GOAL OF THE EXERCISE: Please turn the lines below into a numbered list, leaving out any blank lines.

DATA:
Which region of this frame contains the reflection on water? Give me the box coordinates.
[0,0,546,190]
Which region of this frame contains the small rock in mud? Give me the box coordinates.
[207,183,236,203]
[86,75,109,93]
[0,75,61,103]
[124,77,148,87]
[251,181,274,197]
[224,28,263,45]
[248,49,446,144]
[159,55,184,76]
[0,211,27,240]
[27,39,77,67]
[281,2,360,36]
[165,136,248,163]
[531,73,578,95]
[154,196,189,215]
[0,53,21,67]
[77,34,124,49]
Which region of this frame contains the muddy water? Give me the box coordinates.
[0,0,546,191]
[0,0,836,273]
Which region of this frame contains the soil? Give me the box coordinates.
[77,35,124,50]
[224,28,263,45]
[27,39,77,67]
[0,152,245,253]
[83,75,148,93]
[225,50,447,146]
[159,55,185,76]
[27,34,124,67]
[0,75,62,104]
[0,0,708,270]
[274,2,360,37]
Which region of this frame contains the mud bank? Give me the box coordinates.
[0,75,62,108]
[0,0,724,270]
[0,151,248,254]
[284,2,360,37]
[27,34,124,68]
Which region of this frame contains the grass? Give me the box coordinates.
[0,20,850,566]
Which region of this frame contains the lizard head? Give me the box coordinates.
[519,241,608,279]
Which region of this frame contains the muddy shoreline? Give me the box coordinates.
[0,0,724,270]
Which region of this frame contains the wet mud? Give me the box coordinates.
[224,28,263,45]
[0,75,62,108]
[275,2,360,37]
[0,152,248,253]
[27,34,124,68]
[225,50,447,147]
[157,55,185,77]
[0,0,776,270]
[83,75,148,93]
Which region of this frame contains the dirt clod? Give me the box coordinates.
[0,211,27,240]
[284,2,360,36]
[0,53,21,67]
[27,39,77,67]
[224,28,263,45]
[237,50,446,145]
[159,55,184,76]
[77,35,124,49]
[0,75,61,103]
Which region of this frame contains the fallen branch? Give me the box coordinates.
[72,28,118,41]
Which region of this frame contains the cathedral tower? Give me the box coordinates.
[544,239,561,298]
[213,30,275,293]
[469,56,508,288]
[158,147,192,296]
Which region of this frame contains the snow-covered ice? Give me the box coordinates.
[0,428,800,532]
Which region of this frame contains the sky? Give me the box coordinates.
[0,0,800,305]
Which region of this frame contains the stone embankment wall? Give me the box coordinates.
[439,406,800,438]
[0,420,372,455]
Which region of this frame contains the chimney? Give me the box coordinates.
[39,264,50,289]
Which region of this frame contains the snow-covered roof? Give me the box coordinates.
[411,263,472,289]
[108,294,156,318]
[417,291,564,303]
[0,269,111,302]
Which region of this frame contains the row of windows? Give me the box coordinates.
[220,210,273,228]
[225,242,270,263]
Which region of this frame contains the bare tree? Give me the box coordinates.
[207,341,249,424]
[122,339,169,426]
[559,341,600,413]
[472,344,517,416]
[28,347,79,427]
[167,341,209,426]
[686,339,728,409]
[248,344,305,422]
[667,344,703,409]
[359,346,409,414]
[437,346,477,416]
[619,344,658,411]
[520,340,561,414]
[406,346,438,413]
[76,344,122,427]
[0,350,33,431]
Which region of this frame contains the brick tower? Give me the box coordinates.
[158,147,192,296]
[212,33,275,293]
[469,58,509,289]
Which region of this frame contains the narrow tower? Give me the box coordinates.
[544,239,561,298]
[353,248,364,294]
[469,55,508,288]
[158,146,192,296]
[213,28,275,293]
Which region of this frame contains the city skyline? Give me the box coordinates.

FULL RESPONSE:
1. Which region of this frame contains the reflection on water? Give me the box coordinates.
2. [0,0,546,190]
3. Which region of this frame contains the small rock in mud? Give me the box coordinates.
4. [207,183,236,203]
5. [86,75,109,93]
6. [0,75,61,103]
7. [124,77,148,87]
8. [251,181,274,197]
9. [224,28,263,45]
10. [248,49,446,144]
11. [159,55,184,76]
12. [0,211,27,240]
13. [27,39,77,67]
14. [281,2,360,36]
15. [165,136,248,163]
16. [531,73,578,95]
17. [154,196,189,215]
18. [0,53,21,67]
19. [77,34,124,49]
20. Which region of this frame contains the muddy water? Give me the box coordinates.
21. [0,0,546,191]
22. [0,0,836,273]
23. Which region of this frame contains the soil? Give me the box coordinates.
24. [77,35,124,50]
25. [224,28,263,45]
26. [27,39,77,67]
27. [0,152,245,253]
28. [83,75,148,93]
29. [225,50,447,146]
30. [159,55,185,76]
31. [27,34,124,67]
32. [0,75,62,104]
33. [0,0,708,270]
34. [274,2,360,37]
35. Which region of this frame contains the mud bank? Give me the box coordinates.
36. [0,75,62,108]
37. [0,0,724,270]
38. [0,151,248,254]
39. [284,2,360,37]
40. [27,34,124,68]
41. Which region of this frame contains the grass? Give me the box coordinates.
42. [0,20,850,566]
43. Which region of this frame contains the lizard head? Give me the box coordinates.
44. [519,241,608,279]
45. Which region of this frame contains the muddy shoreline? Give me the box coordinates.
46. [0,0,724,270]
47. Which region of this frame contains the wet mud? Give me the box coordinates.
48. [224,28,263,45]
49. [0,75,62,108]
50. [275,2,360,37]
51. [0,152,248,253]
52. [27,34,124,68]
53. [225,50,447,147]
54. [157,55,185,77]
55. [0,0,776,270]
56. [83,75,148,93]
57. Which region of this frame contains the dirt clod? Give me the box coordinates.
58. [0,211,27,240]
59. [284,2,360,36]
60. [0,53,21,67]
61. [27,39,77,67]
62. [224,28,263,45]
63. [237,50,446,145]
64. [159,55,184,76]
65. [77,35,124,49]
66. [0,75,61,103]
67. Which region of this frame contains the fallen branch? Give me the box coordinates.
68. [72,28,118,41]
69. Which region of this frame contains the cathedral tower? Give me the box coordinates.
70. [544,239,561,298]
71. [213,30,275,293]
72. [469,56,508,288]
73. [158,147,192,296]
74. Which region of this frame contains the snow-covered ice? Give me the box coordinates.
75. [0,428,800,532]
76. Which region of this frame contains the sky? Give me the box coordinates.
77. [0,0,800,305]
78. Which region of this frame contains the stone embankment wall? Give me the box coordinates.
79. [439,406,800,438]
80. [0,420,372,455]
81. Which region of this frame contains the chimney? Give me the box coordinates.
82. [39,264,50,289]
83. Which region of this frame contains the snow-covered roof? Give me the box coordinates.
84. [411,263,472,289]
85. [108,294,156,318]
86. [417,291,564,303]
87. [0,269,111,302]
88. Which region of this frame contains the row of windows? Give me the box coordinates.
89. [220,210,273,228]
90. [225,242,270,263]
91. Which region of this frame contains the bare tree? Give me the box coordinates.
92. [207,341,249,424]
93. [122,339,169,426]
94. [559,341,600,413]
95. [472,344,517,416]
96. [28,347,79,427]
97. [167,341,209,426]
98. [686,339,728,409]
99. [248,344,305,422]
100. [667,344,703,409]
101. [359,346,409,414]
102. [437,346,477,416]
103. [619,344,658,411]
104. [520,340,561,414]
105. [406,346,438,413]
106. [76,344,122,427]
107. [0,350,33,431]
108. Which region of this frame contains the brick tower? Give me the box coordinates.
109. [158,147,192,296]
110. [212,33,275,293]
111. [469,58,509,289]
112. Which region of this frame contains the narrow tower? Give me the box coordinates.
113. [544,239,561,298]
114. [353,248,364,294]
115. [469,55,508,288]
116. [158,146,192,296]
117. [213,28,275,293]
118. Which region of this frame contains the city skyline? Give me the box coordinates.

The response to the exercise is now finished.